WRITTEN PROBLEM: Write out exactly the lines below that run from the line containing "Teacher note to the class: pick out the wooden" through the last line of the records.

## START DATASET ROWS

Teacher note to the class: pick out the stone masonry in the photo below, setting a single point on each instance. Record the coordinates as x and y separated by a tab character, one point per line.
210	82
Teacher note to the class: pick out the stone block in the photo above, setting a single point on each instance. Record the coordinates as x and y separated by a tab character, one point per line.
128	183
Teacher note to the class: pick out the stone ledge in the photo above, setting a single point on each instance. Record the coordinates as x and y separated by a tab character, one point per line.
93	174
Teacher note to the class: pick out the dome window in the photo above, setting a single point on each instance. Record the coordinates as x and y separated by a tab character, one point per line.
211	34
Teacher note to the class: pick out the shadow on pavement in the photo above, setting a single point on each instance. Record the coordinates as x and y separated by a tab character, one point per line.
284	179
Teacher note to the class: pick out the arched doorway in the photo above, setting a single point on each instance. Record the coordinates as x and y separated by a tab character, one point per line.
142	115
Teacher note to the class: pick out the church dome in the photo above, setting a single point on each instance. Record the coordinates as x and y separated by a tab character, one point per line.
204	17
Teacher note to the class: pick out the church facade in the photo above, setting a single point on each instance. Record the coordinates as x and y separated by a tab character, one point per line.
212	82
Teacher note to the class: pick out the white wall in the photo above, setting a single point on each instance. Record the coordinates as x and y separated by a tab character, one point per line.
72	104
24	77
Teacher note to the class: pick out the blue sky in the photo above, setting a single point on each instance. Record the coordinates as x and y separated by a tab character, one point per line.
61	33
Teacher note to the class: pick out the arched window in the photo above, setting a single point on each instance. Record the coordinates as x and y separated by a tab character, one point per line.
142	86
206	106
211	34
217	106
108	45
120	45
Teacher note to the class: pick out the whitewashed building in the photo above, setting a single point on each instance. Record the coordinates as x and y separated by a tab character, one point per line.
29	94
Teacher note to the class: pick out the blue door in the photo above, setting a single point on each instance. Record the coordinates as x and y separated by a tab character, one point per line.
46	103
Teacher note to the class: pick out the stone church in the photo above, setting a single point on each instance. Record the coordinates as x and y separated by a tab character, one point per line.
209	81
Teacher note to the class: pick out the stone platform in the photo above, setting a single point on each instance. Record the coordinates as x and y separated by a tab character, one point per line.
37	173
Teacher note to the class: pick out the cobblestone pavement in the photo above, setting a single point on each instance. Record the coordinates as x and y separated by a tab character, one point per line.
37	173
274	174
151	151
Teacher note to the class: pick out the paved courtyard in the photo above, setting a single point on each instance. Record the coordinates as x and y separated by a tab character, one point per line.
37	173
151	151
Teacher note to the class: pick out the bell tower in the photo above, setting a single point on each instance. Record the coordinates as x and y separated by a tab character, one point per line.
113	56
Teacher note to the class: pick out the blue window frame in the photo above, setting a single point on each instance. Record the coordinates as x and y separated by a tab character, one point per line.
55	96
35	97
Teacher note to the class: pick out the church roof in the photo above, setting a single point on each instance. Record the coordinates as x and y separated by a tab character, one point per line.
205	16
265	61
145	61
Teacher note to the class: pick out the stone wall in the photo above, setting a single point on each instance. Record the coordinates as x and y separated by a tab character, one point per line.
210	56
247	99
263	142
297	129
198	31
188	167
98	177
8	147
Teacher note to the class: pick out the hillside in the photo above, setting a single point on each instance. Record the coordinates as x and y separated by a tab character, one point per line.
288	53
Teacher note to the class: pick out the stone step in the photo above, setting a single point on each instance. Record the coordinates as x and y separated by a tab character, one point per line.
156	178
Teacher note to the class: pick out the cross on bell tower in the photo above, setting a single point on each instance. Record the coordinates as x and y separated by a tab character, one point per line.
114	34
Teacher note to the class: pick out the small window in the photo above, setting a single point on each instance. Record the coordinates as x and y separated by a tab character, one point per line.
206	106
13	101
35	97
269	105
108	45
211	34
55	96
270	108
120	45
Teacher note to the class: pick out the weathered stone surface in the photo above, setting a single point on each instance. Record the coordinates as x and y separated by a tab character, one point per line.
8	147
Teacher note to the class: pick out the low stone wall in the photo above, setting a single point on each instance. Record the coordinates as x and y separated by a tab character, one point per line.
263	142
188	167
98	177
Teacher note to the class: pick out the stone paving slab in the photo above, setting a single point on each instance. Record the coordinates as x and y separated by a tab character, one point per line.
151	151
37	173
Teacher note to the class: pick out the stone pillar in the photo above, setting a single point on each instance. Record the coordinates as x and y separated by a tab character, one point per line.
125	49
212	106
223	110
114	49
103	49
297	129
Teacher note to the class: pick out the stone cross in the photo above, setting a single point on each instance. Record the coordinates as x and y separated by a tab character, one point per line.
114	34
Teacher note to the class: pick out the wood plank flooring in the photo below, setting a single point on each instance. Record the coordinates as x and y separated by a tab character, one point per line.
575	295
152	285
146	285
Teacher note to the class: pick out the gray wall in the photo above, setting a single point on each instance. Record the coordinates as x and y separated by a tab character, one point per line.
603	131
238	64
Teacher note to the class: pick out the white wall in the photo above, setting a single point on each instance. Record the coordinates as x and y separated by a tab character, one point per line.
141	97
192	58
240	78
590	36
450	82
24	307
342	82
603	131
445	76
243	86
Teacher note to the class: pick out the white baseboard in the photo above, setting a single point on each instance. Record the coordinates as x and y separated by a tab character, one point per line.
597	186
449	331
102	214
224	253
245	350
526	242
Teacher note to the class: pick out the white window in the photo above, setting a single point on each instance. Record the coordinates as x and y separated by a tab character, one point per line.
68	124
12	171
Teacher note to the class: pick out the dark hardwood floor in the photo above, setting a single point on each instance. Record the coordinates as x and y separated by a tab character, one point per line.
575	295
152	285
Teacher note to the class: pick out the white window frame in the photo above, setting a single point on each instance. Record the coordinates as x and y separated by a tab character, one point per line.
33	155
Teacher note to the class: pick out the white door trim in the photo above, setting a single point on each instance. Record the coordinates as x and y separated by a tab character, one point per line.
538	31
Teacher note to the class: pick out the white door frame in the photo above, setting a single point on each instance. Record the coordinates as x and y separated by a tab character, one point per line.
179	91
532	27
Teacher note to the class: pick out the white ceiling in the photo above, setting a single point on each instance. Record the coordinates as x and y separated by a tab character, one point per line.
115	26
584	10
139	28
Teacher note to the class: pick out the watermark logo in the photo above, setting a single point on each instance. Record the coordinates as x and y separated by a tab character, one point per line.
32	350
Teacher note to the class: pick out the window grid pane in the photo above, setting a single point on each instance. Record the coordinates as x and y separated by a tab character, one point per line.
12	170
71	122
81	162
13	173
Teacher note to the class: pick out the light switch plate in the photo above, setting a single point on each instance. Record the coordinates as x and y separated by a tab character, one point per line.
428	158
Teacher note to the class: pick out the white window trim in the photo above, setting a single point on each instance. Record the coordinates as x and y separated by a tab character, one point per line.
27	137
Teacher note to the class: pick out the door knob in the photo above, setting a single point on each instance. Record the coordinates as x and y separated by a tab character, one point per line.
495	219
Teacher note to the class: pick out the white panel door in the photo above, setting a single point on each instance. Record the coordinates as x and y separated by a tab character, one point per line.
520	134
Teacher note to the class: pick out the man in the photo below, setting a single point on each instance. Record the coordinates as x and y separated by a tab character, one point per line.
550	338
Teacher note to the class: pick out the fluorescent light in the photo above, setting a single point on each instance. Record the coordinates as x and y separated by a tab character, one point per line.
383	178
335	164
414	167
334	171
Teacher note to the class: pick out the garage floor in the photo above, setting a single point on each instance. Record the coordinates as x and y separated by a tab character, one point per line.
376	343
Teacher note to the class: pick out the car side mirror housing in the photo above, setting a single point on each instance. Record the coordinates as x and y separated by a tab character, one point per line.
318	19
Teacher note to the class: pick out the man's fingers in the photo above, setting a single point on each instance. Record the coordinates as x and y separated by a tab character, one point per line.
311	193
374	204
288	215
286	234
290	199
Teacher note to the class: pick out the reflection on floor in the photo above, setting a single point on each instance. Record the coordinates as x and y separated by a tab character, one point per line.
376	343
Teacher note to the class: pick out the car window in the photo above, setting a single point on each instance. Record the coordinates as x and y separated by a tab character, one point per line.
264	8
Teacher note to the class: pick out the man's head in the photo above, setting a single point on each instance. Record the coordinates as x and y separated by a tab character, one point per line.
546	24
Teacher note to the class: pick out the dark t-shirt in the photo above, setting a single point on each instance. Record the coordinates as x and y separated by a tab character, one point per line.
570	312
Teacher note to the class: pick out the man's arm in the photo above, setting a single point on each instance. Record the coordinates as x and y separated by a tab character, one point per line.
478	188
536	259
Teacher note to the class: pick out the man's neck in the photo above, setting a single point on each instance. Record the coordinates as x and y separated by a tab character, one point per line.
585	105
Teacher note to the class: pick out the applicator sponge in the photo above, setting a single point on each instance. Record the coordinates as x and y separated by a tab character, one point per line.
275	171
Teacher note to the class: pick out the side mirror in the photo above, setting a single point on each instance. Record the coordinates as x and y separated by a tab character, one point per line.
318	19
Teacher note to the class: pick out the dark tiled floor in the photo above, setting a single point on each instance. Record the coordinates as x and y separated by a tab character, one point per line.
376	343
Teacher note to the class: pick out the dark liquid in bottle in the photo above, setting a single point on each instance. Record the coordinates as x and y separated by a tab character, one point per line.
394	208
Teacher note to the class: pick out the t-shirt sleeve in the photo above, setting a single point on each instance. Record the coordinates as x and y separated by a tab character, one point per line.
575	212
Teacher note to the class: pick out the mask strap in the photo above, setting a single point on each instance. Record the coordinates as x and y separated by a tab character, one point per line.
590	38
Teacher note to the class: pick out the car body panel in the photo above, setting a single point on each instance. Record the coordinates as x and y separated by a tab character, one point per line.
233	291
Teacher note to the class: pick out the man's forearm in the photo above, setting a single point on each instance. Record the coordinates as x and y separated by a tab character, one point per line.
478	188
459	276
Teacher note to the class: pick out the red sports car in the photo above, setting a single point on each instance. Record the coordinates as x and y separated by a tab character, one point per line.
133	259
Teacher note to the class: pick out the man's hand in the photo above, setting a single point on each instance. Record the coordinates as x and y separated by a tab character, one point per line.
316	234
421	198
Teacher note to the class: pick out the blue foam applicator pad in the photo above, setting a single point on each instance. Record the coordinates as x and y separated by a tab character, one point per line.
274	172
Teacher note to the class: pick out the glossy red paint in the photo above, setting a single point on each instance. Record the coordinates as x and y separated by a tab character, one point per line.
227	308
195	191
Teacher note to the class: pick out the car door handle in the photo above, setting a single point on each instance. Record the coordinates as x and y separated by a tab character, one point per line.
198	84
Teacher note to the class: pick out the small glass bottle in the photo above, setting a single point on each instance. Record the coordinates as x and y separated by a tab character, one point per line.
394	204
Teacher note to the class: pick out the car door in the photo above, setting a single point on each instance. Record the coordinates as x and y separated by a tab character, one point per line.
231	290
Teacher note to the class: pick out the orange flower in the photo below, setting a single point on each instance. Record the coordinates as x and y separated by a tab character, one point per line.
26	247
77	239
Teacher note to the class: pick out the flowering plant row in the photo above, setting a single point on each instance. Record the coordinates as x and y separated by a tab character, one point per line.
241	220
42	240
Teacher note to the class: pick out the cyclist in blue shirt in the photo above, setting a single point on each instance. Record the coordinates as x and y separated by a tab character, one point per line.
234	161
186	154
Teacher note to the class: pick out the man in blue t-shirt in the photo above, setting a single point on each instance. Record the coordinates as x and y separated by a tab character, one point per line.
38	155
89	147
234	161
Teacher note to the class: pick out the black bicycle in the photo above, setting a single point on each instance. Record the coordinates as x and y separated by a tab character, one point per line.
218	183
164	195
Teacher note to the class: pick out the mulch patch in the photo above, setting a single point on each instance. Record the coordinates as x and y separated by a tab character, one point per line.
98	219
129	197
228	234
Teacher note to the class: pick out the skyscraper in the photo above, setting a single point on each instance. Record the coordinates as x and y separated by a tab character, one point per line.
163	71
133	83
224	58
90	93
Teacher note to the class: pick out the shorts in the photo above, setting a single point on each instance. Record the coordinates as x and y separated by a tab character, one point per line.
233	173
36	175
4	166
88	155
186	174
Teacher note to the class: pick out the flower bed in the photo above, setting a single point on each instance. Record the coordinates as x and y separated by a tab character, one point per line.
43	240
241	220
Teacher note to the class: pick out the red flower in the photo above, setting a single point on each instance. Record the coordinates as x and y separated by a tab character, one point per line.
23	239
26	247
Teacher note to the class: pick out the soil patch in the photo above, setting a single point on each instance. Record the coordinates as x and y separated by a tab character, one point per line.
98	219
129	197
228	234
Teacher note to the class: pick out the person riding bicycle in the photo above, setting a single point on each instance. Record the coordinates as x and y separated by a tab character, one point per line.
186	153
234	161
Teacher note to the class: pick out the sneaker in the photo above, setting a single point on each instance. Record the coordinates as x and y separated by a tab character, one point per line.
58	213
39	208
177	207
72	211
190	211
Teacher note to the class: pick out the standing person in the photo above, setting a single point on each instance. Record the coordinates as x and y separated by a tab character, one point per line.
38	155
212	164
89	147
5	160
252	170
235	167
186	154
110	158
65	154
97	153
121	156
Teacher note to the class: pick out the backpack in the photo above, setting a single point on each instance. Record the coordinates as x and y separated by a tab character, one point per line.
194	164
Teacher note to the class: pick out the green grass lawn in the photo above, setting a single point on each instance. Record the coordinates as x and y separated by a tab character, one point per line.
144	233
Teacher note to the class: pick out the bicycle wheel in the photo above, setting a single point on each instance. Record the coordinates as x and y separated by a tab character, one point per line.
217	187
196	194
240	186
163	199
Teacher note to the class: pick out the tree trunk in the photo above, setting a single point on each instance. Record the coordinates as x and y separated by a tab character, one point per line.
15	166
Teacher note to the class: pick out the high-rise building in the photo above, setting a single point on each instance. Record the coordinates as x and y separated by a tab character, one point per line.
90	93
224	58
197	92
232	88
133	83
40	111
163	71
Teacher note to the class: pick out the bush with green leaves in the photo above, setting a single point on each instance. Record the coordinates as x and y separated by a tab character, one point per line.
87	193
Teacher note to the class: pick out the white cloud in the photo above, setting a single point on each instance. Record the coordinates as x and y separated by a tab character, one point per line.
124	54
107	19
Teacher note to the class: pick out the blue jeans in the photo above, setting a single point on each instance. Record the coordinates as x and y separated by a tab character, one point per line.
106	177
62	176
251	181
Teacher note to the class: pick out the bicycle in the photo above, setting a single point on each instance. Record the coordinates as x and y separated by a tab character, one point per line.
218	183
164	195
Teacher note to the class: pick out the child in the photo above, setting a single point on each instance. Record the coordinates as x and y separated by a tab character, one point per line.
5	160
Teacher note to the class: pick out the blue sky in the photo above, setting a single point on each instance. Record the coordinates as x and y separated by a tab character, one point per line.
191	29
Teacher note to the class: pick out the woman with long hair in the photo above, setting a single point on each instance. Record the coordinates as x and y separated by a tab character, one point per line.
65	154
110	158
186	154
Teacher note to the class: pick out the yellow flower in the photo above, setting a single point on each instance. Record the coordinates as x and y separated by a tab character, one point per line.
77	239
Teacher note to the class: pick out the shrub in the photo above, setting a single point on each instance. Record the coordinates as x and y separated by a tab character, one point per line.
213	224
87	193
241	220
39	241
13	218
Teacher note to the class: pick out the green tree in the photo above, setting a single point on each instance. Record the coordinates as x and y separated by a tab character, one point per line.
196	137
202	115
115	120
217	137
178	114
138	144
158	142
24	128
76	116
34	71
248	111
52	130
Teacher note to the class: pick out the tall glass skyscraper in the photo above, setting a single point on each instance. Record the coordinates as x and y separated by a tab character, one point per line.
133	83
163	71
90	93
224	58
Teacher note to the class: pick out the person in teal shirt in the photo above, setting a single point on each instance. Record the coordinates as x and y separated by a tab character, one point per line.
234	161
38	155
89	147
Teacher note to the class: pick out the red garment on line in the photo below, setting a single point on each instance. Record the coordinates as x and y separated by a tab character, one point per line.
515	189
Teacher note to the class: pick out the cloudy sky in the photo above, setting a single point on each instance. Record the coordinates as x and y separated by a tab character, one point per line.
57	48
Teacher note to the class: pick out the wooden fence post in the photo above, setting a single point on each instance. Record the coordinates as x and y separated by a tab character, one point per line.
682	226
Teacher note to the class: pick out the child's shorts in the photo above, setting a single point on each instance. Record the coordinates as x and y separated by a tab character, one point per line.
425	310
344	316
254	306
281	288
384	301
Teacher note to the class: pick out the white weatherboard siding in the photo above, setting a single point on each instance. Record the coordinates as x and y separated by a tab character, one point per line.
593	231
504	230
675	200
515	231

## END DATASET ROWS

ANSWER FOR THIS EXERCISE:
Teacher note to the class: pick out the wooden fence post in the photo above, setting a single point on each instance. Record the coordinates as x and y separated by a tab character, one point per line.
682	226
Teacher note to the class: pick out the child's shorts in the photo above, setting a single point on each instance. Record the coordinates as x and y separated by a tab character, one point per line.
425	310
344	316
254	306
281	288
384	301
Teacher note to the class: pick out the white weatherboard siding in the photo above, setting a single point on each instance. Record the coordinates as x and y separated by a tab character, one point per line.
593	231
504	230
675	200
515	231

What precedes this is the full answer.